**TASK BRIEF:** Every line of the data below must be given again exactly.
◆ ◆ ◆ ◆ ◆
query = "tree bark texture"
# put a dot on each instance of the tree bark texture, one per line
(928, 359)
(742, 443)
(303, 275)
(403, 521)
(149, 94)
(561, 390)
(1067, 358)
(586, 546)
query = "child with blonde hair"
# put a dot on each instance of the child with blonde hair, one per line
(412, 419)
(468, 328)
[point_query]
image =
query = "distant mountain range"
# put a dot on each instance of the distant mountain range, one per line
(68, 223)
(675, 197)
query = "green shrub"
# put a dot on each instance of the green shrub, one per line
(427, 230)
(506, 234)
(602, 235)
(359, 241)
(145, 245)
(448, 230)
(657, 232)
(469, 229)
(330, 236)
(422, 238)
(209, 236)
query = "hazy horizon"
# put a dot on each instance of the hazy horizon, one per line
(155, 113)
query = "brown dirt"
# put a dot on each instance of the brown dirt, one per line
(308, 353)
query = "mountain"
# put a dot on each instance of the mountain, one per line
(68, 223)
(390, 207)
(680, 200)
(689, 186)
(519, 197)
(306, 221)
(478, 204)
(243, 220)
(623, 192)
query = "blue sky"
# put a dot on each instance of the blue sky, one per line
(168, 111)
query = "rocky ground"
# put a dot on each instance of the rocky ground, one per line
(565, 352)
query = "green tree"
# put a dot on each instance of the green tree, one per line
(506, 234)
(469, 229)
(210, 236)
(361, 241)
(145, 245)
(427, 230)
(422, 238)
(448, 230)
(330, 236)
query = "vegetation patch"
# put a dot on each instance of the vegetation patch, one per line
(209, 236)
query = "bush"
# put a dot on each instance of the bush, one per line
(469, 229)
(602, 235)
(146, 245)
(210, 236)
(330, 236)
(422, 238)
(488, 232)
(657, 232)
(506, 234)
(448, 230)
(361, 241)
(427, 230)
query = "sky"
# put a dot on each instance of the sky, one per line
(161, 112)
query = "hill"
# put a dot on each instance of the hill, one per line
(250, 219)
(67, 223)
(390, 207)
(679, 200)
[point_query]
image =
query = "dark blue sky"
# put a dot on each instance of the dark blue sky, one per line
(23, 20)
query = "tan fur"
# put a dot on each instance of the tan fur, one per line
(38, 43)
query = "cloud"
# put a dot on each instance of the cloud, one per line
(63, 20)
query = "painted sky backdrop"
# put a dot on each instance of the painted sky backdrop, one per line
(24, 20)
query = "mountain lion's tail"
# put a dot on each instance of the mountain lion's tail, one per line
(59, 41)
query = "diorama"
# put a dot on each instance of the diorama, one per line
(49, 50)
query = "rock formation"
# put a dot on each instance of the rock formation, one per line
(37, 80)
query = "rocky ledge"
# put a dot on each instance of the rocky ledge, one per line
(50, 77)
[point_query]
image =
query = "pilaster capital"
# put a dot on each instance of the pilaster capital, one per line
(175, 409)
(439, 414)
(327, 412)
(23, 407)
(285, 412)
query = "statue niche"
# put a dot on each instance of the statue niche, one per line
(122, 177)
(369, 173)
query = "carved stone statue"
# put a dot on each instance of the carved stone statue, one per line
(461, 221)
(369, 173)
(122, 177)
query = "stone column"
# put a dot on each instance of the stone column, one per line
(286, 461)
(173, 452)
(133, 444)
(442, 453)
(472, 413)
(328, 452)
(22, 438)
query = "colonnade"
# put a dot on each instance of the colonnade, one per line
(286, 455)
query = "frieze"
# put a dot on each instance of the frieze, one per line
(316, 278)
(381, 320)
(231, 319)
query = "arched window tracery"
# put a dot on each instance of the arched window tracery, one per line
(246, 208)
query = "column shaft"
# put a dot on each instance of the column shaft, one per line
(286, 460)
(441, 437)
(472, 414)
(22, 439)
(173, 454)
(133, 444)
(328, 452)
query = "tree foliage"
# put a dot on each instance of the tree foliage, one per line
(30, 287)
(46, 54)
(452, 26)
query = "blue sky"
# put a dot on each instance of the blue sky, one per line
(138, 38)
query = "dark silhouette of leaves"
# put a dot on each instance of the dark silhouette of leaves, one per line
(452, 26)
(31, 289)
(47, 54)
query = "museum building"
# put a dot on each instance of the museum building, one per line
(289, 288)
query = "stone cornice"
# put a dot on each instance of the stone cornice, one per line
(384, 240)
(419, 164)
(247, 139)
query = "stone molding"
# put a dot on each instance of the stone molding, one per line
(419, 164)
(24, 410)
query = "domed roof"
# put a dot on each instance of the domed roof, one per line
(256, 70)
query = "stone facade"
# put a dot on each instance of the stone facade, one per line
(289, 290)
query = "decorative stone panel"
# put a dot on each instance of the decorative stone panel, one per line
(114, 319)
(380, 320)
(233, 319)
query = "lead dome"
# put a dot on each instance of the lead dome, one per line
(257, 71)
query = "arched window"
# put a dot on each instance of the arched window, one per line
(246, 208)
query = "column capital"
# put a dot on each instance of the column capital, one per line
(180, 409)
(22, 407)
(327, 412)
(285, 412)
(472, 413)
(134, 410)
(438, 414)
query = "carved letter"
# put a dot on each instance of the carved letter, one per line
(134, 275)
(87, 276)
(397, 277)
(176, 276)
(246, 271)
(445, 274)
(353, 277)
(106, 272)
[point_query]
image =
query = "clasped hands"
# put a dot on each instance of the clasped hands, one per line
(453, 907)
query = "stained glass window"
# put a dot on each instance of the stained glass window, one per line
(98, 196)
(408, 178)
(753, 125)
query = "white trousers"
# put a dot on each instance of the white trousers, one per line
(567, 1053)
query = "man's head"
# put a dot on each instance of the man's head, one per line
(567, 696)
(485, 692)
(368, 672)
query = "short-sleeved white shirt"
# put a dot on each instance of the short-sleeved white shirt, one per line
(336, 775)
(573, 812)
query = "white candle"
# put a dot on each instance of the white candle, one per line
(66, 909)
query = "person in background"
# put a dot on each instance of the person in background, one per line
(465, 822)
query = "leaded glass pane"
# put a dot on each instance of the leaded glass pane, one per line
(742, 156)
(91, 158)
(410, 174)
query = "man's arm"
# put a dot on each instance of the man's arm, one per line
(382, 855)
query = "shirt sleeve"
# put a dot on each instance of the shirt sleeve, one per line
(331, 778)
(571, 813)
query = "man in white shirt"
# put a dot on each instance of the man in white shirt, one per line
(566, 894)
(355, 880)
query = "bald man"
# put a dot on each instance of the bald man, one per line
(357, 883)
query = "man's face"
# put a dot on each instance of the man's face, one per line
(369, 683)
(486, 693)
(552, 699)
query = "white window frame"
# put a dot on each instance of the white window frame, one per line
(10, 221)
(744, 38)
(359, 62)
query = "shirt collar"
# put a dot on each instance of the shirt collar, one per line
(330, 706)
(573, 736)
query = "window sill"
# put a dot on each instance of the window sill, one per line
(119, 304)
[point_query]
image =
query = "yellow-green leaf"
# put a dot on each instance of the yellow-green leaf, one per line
◆ ◆ ◆ ◆ ◆
**PROBLEM SOLUTION:**
query = "tree bark texture"
# put a dot on each instance of the tree bark texture, one per line
(928, 359)
(742, 443)
(303, 275)
(403, 521)
(149, 94)
(561, 390)
(1067, 358)
(586, 546)
query = "child with blonde hair"
# put a dot on each instance of the child with blonde hair, one per line
(412, 419)
(468, 328)
[point_query]
image =
query = "distant mountain range"
# put a dot on each instance of the distant mountain range, one per line
(68, 223)
(675, 197)
query = "green shrub"
# put a dot on each instance of the green shrub, one per line
(427, 230)
(506, 234)
(602, 235)
(359, 241)
(145, 245)
(448, 230)
(657, 232)
(469, 229)
(330, 236)
(422, 238)
(209, 236)
query = "hazy horizon"
# put a dot on each instance of the hazy horizon, one per line
(155, 113)
query = "brown dirt"
# put a dot on each instance of the brown dirt, one per line
(308, 353)
query = "mountain"
# put a dot on each instance of the mountain, one per line
(68, 223)
(390, 207)
(680, 200)
(689, 186)
(519, 197)
(306, 221)
(478, 204)
(243, 220)
(623, 192)
query = "blue sky"
# put a dot on each instance of the blue sky, one per line
(168, 111)
query = "rocky ground"
# put a dot on each instance of the rocky ground, one per line
(565, 352)
query = "green tree"
# put a dot on each instance of the green tree, one per line
(506, 234)
(469, 229)
(210, 236)
(361, 241)
(145, 245)
(427, 230)
(422, 238)
(448, 230)
(330, 236)
query = "vegetation patch"
# put a dot on each instance of the vegetation patch, one per line
(209, 236)
query = "bush"
# put a dot on each instance of the bush, one per line
(469, 229)
(602, 235)
(146, 245)
(210, 236)
(330, 236)
(422, 238)
(488, 232)
(657, 232)
(506, 234)
(448, 230)
(361, 241)
(427, 230)
query = "sky"
# put a dot on each instance of the sky, one per line
(161, 112)
query = "hill"
# put a dot on each instance of the hill, one per line
(250, 219)
(67, 223)
(390, 207)
(679, 200)
[point_query]
image =
query = "dark blue sky"
# put a dot on each instance of the dark blue sky, one per line
(23, 20)
query = "tan fur"
# put a dot on each instance of the tan fur, one per line
(38, 43)
query = "cloud"
# put a dot on each instance of the cloud, one per line
(63, 20)
query = "painted sky backdrop"
# put a dot on each instance of the painted sky backdrop, one per line
(24, 20)
query = "mountain lion's tail"
# put a dot on each instance of the mountain lion's tail, one per line
(59, 41)
query = "diorama"
# put a dot on each instance of the diorama, one per line
(49, 50)
query = "rock formation"
# put a dot on each instance of the rock formation, one per line
(37, 80)
query = "rocky ledge"
# put a dot on each instance of the rocky ledge, one per line
(50, 77)
[point_query]
image =
query = "pilaster capital"
# put a dot on each instance of the pilaster capital, one per line
(175, 409)
(439, 414)
(327, 412)
(23, 407)
(285, 412)
query = "statue niche"
# put a dot on each instance of the statue niche, one per line
(122, 177)
(369, 173)
query = "carved stone statue"
# put a dot on each instance of the carved stone statue, one per line
(461, 221)
(369, 173)
(122, 177)
query = "stone column"
# put a dot on each instance of the stone column, one per line
(286, 461)
(173, 452)
(133, 444)
(442, 453)
(472, 413)
(328, 452)
(22, 438)
query = "colonnade"
# put a dot on each instance of the colonnade, one per line
(286, 455)
query = "frieze"
# put a dot on each instance of the frieze, one per line
(316, 278)
(381, 320)
(231, 319)
query = "arched window tracery"
# put a dot on each instance of the arched window tracery, one per line
(246, 208)
query = "column shaft"
# put a dot on each instance of the column shaft, one per line
(286, 460)
(441, 437)
(472, 414)
(22, 439)
(173, 454)
(133, 444)
(328, 452)
query = "tree foliage"
# put a dot on each instance of the tree foliage, one per line
(30, 287)
(46, 54)
(452, 26)
query = "blue sky"
# put a dot on each instance of the blue sky, one per line
(138, 38)
query = "dark silhouette of leaves"
# put a dot on each instance of the dark silhouette of leaves, one per line
(452, 26)
(31, 289)
(47, 54)
query = "museum building"
# put a dot on each instance of the museum building, one per line
(289, 288)
query = "stone cornice"
# put a dot on each instance of the stone cornice, one per line
(384, 240)
(419, 164)
(247, 139)
query = "stone molding"
# put a dot on each instance of the stone molding, one per line
(419, 164)
(24, 410)
query = "domed roof"
# put a dot on each instance of the domed roof, one per line
(256, 70)
query = "stone facade"
# put a dot on each instance of the stone facade, one per line
(289, 290)
query = "decorative stone panel"
# put a dot on each instance of the decorative stone panel, one per line
(114, 319)
(380, 320)
(233, 319)
query = "lead dome"
# put a dot on each instance of the lead dome, one per line
(257, 71)
query = "arched window"
# put a dot on each instance of the arched window, one per line
(246, 208)
query = "column capital"
# put a dot on each instance of the column capital, one per line
(180, 409)
(22, 407)
(327, 412)
(285, 412)
(472, 413)
(134, 410)
(438, 414)
query = "carved letter"
# put a dot on each instance of the carved letter, one per line
(134, 275)
(87, 276)
(397, 277)
(176, 276)
(246, 271)
(445, 274)
(353, 277)
(106, 272)
[point_query]
image =
query = "clasped hands"
# put a dot on each instance of the clasped hands, one per line
(453, 907)
query = "stained glass window"
# put a dot on each instance of the stained glass window, one per line
(98, 196)
(408, 178)
(753, 125)
query = "white trousers"
# put a dot on each instance of the white trousers, one per line
(567, 1053)
query = "man's head"
# put a dot on each instance of the man's head, one per line
(567, 696)
(485, 692)
(368, 672)
query = "short-sleeved white shirt"
# put a dot on each instance of the short-sleeved white shirt, one per line
(336, 775)
(573, 812)
query = "white candle"
# put a dot on each instance of the white candle, one per line
(66, 909)
query = "person in background"
# put a dot on each instance of the person in background, one per line
(465, 822)
query = "leaded glass pane"
# put a dot on each instance of the leaded glass pane, one per line
(742, 156)
(91, 158)
(410, 174)
query = "man's arm"
# put a dot on each instance of the man's arm, one per line
(382, 855)
query = "shirt sleeve"
# put a dot on each instance of the shirt sleeve, one per line
(331, 778)
(571, 813)
query = "man in white shirt"
# put a dot on each instance of the man in white shirt, one per line
(566, 894)
(355, 880)
query = "bald man"
# put a dot on each instance of the bald man, one per line
(357, 883)
query = "man's face"
# put a dot on each instance of the man's face, one per line
(369, 683)
(486, 693)
(552, 699)
query = "white window frame"
# put a dot on each instance of the white window frame, one per line
(10, 221)
(744, 38)
(359, 62)
query = "shirt collar"
# put a dot on each instance of the shirt collar, one per line
(330, 706)
(573, 736)
query = "window sill"
# put a dot on each instance of the window sill, one per line
(119, 304)
[point_query]
image =
query = "yellow-green leaf"
# put a dot on each instance of the yellow-green leaf, one per line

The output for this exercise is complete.